STATED TASK:
How many lines in the records below contain the string "lighthouse"? Reply with the number alone.

RECORDS SHOWN:

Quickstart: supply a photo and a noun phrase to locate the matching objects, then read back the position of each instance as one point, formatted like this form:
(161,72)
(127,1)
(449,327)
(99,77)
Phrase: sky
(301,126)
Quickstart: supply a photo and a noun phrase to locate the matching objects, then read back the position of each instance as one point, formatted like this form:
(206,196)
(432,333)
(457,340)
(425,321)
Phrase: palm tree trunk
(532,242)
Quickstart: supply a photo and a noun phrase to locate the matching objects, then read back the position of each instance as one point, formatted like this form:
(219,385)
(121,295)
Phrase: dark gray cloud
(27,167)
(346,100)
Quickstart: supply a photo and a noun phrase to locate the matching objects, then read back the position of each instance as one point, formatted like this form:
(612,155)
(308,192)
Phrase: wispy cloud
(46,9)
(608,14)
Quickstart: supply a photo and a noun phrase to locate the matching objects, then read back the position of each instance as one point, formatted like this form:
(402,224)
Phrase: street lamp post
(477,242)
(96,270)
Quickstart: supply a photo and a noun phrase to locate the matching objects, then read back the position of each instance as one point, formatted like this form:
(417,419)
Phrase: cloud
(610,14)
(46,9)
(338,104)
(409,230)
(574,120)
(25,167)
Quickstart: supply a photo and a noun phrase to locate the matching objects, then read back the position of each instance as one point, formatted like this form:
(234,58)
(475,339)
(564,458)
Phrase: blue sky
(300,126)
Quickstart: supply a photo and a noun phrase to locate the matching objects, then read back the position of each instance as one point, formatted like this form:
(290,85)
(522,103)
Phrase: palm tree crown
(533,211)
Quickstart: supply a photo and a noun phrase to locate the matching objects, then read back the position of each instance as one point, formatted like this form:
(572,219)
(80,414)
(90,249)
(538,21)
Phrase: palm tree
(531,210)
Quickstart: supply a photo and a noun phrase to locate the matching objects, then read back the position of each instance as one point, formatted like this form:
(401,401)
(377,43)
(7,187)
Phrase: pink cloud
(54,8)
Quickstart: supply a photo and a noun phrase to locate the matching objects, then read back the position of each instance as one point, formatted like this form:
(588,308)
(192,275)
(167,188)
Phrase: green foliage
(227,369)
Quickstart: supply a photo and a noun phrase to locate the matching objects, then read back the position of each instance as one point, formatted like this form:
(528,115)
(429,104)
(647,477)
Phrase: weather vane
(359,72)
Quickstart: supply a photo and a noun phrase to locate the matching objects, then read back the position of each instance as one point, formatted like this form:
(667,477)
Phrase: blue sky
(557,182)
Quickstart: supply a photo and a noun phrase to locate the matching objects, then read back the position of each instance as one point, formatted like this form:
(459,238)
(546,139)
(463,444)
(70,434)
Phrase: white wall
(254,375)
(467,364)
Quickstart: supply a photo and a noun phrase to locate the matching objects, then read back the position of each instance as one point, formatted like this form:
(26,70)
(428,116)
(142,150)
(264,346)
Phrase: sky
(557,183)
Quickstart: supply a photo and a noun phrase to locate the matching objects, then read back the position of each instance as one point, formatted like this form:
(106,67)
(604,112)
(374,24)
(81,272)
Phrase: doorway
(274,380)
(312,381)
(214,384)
==
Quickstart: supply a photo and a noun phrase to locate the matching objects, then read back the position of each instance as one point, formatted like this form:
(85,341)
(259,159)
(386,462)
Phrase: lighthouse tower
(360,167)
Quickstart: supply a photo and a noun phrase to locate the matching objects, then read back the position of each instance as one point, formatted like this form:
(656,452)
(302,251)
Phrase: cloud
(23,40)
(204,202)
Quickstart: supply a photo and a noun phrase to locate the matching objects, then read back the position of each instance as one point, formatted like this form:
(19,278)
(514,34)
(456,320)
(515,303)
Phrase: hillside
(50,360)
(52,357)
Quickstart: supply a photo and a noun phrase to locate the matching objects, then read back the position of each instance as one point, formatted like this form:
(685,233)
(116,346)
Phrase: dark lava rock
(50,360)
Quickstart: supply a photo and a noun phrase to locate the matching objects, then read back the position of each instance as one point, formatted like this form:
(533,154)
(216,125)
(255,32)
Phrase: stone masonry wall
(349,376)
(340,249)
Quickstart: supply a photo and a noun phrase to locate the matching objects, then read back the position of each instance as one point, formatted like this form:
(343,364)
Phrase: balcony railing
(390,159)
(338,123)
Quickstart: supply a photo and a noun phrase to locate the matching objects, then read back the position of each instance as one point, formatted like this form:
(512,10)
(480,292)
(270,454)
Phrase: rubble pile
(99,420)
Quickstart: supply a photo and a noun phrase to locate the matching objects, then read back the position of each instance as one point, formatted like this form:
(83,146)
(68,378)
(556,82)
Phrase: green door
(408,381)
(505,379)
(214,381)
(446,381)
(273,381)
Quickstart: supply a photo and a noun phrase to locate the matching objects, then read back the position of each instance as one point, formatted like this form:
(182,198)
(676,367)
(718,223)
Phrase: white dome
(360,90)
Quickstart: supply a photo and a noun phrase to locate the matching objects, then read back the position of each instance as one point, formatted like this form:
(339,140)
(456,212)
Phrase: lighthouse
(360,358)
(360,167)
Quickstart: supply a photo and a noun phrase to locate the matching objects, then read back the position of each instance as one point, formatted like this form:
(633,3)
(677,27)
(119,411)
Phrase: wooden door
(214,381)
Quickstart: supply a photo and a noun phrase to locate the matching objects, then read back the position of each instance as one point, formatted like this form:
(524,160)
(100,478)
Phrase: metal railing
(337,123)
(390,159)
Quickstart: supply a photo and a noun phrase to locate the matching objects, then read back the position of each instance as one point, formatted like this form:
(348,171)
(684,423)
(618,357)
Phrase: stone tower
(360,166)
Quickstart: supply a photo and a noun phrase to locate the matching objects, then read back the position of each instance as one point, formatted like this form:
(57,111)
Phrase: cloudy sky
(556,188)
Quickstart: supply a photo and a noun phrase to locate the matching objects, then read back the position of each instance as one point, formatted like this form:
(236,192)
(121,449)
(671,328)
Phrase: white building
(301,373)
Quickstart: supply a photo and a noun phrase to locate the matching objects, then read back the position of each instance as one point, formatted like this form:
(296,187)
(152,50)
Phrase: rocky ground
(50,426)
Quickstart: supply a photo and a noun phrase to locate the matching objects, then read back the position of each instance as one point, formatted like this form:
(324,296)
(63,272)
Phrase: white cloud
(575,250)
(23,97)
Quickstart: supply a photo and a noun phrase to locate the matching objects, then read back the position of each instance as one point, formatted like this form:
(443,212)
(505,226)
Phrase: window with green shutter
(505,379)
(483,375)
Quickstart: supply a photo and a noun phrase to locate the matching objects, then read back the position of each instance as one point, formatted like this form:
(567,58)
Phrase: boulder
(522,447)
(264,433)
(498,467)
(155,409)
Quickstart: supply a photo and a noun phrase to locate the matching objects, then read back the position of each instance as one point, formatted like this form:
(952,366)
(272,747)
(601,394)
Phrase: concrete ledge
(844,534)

RESULT:
2